L'abilità ha ripreso i suoi servizi per bambini con disabilità. Sono fra i primi a Milano. «I bambini ne avevano bisogno e in assenza di indicazioni regionali ci siamo assunti la responsabilità della riapertura», dice la presidente. Il 70% ha detto sì. Visiere, mascherine, sanificazione... Ogni aula accoglie un solo bambino, in attività individuali. «Ma alla socialità non possiamo rinunciare, pensiamo a piccoli gruppi in esterno già da metà giugno»

di Sara De Carli

I bambini sono tornati. Il 70% di quelli in carico a L’abilità prima del lockdown ha risposto affermativamente alla proposta di tornare allo Spazio gioco, al Centro diurno e allo spazio Agenda Blu, per bambini con autismo.

L’abilità è un’associazione milanese che si occupa di servizi e progetti innovativi per i bambini con disabilità e le loro famiglie. Il suo tratto distintivo è il pensare che il gioco sia un diritto essenziale del bambino, anche quando c’è una disabilità. I suoi servizi, complessivamente, garantiscono una presa in carico a 200 bambini: si va dallo spazio gioco all’educativa scolastica, dal centro diurno agli interventi di sollievo. C’è anche una comunità che accoglie 9 bambini con disabilità gravissima, rimasta sempre aperta durante il lockdown. «Il fatto di aver tenuto aperto un servizio così importante in un periodo così difficile ci ha fatto probabilmente entrare più facilmente nella dimensione della “fase due”, perché le procedure e i protocolli che abbiamo pensato per la comunità sono stati il punto di partenza per immaginare una fase due anche per gli altri servizi», afferma Laura Borghetto, presidente dell’associazione L’abilità. Nemmeno gli altri servizi in realtà si sono mai fermati, nel senso che i coordinatori hanno sempre lavorato full time e tenuto un rapporto spesso quotidiano con tutte le famiglie, attivando tutti i servizi a distanza che si potevano attivare: un’attività motoria da fare, una storia in linguaggio di CAA, una proposta per non perdere le competenze acquisite, come la manipolazione o l’infilare perle… «Proposte importanti perché pensate su misura per quel bambino in quella situazione, con un pensiero di cura per i bambini ma anche per i genitori», sottolinea Borghetto.

Le sfide:
1) Trasforma in un elenco puntato il paragrafo dell'articolo su L'abilità che inizia con "L’abilità è un’associazione milanese", conservandone i fatti principali.
2) Riporta come elenco numerato, senza le righe vuote, le righe dei record che vanno da quella contenente "In the picture above, where can the orange" fino alla fine dei record, estremi inclusi.
Il testo e i record provengono da fonti diverse.

Dati da elaborare:
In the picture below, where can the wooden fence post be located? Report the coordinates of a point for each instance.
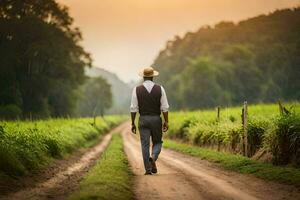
(245, 124)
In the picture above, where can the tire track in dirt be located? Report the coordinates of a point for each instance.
(185, 177)
(65, 181)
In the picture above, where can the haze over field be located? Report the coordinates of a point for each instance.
(125, 35)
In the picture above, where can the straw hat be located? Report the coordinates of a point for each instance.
(148, 72)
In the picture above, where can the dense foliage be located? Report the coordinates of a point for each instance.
(268, 131)
(26, 146)
(96, 97)
(110, 178)
(41, 62)
(256, 60)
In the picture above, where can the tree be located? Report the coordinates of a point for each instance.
(96, 97)
(256, 60)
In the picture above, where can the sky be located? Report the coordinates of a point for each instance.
(124, 36)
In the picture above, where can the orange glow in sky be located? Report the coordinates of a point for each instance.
(124, 36)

Risultati:
1)
- L’abilità è un’associazione milanese che offre servizi e progetti innovativi ai bambini con disabilità e alle loro famiglie.
- Il suo tratto distintivo è considerare il gioco un diritto essenziale del bambino, anche in presenza di una disabilità.
- Nel complesso i suoi servizi prendono in carico 200 bambini: spazio gioco, educativa scolastica, centro diurno e interventi di sollievo.
- Una comunità che accoglie 9 bambini con disabilità gravissima è rimasta sempre aperta durante il lockdown. Secondo la presidente Laura Borghetto, le procedure e i protocolli pensati per la comunità sono stati il punto di partenza per la “fase due” degli altri servizi.
- Nemmeno gli altri servizi si sono mai fermati. I coordinatori hanno lavorato a tempo pieno e hanno tenuto un rapporto spesso quotidiano con le famiglie. Hanno inoltre attivato servizi a distanza, come attività motorie, storie in CAA e proposte per mantenere competenze quali la manipolazione o l’infilare perle.
- Borghetto sottolinea che erano proposte su misura per ogni bambino, con un pensiero di cura anche per i genitori.

2)
1. In the picture above, where can the orange glow in sky be located? Report the coordinates of a point for each instance.
2. (124, 36)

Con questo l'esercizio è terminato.